WHAT YOU NEED TO DO:
1. Answer these from the pool practice post:
(a) Who set up the practice program?
(b) About how long did the initial stroke work take?
(c) How many exercises does Phase 1 call for each day?
2. Carry on the pool practice post from the point where it stops.

PROVIDED PASSAGE:
2006 AZ Straight Pool Challenge

PoolSharkAllen said:
Willie,
What's this 3 phase, 6 week program that you're in? Are there any tips on practicing that you can share with us? :)

Shark-man,
Well, I will post this info; but ONLY because you asked. I am not promoting any "miracle cure" regimens; but I can tell you what I've been doing. The program was set up for me (loosely) by Mark Wilson (4 visits over about 2 years). Each area is designed to improve a perceived area of my weakness, may not be suitable for everyone. In addition, there are a LOT of guidelines for each of these drills that I am not posting, that are specific so that the drill will reinforce the stroke principles that he teaches.

The initial work was on developing a consistent stroke - ultra-precise, ultra-repeatable, pressure resistant. This took me about a year working on little else other than the "Power Stroke" drills (I have detailed them several other places here on the forum). At the end of that time, he thought that my best stroke was good enough (if I could just repeat it every time).

Once I developed an understanding of the mechanics necessary for an ultra-precise stroke; I found that I still would miss makeable balls on occasion; and still could not run more than 30 or 40 in straight pool without missing. It was then necessary for Mark to set up a program to help develop the necessary "mental toughness" and focus necessary to keep a consistent stroke going long enough to run a significant number of balls. In addition he added a number of drills to start me working on some of the finer points of pool like breaking/caroms/kicking/defense (which I had totally neglected in my single-minded drive to develop a decent stroke). This is the 3 phase program I mentioned. Here it is:

Phase 1 – The main thing is to deliver your absolute best stroke mechanics on EVERY shot in the drill. There is little point to this workout if you do not already have a “perfect stroke” that you are trying to groove – the objective is to deliver this stroke perfectly for longer and longer periods of time. Do these 5 exercises every day for 14 days ( I am actually doubling this to 28 days, with the approval of the instructor). This phase takes close to 2 hours to complete if you are diligent in your setup and analysis.

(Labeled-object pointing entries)

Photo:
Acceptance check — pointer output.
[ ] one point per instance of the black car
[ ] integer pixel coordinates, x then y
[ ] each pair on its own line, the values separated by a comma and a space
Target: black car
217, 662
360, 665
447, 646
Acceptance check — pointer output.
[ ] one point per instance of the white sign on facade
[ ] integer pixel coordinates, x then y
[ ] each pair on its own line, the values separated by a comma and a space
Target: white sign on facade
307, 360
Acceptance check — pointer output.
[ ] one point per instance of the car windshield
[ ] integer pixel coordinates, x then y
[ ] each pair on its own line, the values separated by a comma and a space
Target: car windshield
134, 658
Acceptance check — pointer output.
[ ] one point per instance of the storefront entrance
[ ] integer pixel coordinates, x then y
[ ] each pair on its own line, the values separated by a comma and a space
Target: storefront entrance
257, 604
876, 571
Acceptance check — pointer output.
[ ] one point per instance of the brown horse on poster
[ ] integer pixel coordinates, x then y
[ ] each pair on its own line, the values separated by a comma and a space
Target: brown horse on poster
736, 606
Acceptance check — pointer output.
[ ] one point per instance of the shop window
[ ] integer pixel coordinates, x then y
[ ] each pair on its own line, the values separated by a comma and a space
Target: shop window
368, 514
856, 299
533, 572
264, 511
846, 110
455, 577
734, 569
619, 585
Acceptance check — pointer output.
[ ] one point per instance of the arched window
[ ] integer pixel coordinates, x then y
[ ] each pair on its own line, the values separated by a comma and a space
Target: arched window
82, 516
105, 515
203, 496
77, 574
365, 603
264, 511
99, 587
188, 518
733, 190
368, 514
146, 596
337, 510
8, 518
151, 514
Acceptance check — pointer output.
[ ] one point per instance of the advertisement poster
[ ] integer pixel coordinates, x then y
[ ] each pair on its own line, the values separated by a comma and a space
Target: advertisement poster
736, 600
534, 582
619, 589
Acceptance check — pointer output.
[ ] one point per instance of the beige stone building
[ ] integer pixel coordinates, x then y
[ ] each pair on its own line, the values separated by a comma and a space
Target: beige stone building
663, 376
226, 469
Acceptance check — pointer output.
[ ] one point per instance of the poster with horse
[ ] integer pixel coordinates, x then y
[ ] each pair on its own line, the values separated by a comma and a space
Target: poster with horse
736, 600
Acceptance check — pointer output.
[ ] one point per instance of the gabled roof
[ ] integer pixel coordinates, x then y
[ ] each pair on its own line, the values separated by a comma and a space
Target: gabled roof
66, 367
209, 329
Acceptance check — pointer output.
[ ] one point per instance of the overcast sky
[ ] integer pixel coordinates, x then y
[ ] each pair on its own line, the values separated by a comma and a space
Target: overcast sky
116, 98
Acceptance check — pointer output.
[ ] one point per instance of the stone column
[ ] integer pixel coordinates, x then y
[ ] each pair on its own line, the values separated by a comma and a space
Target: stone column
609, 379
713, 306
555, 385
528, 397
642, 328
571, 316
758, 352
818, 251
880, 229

ANSWERS BELOW:
1.
(a) Mark Wilson
(b) About a year
(c) 5

2.
#1 - 10 power breaks; 1 point for each ball made, 1 point each time the cue ball rests in the middle zone of the table (one diamond on either side of the side pockets.

#2 – 10 lags. Shoot from foot spot to center of head rail, back to foot rail; 1 point for each time the cue ball passes directly over the foot spot (dead center). This is the Steve Davis drill (he likes it).

#3 – Break 10 full racks. Take ball in hand each time and try to run the entire rack without missing. Your score is the number of balls you make each time (max = 150 for the 10 racks) before missing. You can’t run balls in straight pool without the mental and physical consistency necessary to run balls in this drill.

#4 – 10 rail shots. Place cue ball on the foot spot. Freeze an object ball to the rail, one diamond past the side pocket, shoot 5 cutting to your right, then 5 from the other side, cutting to your left; 1 point for each ball made (if you delivered a perfect stroke – be honest).

#5 – 10 position shots. Put an 8 ½ x 11 piece of paper in the center of the table (long axis towards the side pockets). Object ball on the foot spot, cue ball near the paper (on a line between the side pockets) so you have about a 45 degree cut on the object ball. Pocket the object ball, and bring the cue ball 2 rails back onto the paper – USING NO SIDE ENGLISH, striking the cueball on the vertical axis (ie. using forward stun to achieve the position). Shoot 5 on each side, one point for landing the cue ball on the paper (you must also pocket the object ball successfully, but no extra points for that).

Phase 2 – This phase is done daily for 3 weeks.

#1 – 10 lags. This time with 3 rails of speed, start at foot spot, shoot to head rail to foot rail back to freeze on head rail. One point for every one that passes back directly over the foot spot.

#2 – 30 straight shots. Shoot cue ball directly into a far corner pocket. Set up a “gauntlet” of 2 balls about a diamond and a half away from the target pocket; the space between the 2 gauntlet balls is 2 3/4 inches (room for the cue ball plus an extra ½ inch). Shoot 10 with center ball, 10 with extreme draw, and 10 with extreme follow. One point for each shot made without touching a “gauntlet ball”.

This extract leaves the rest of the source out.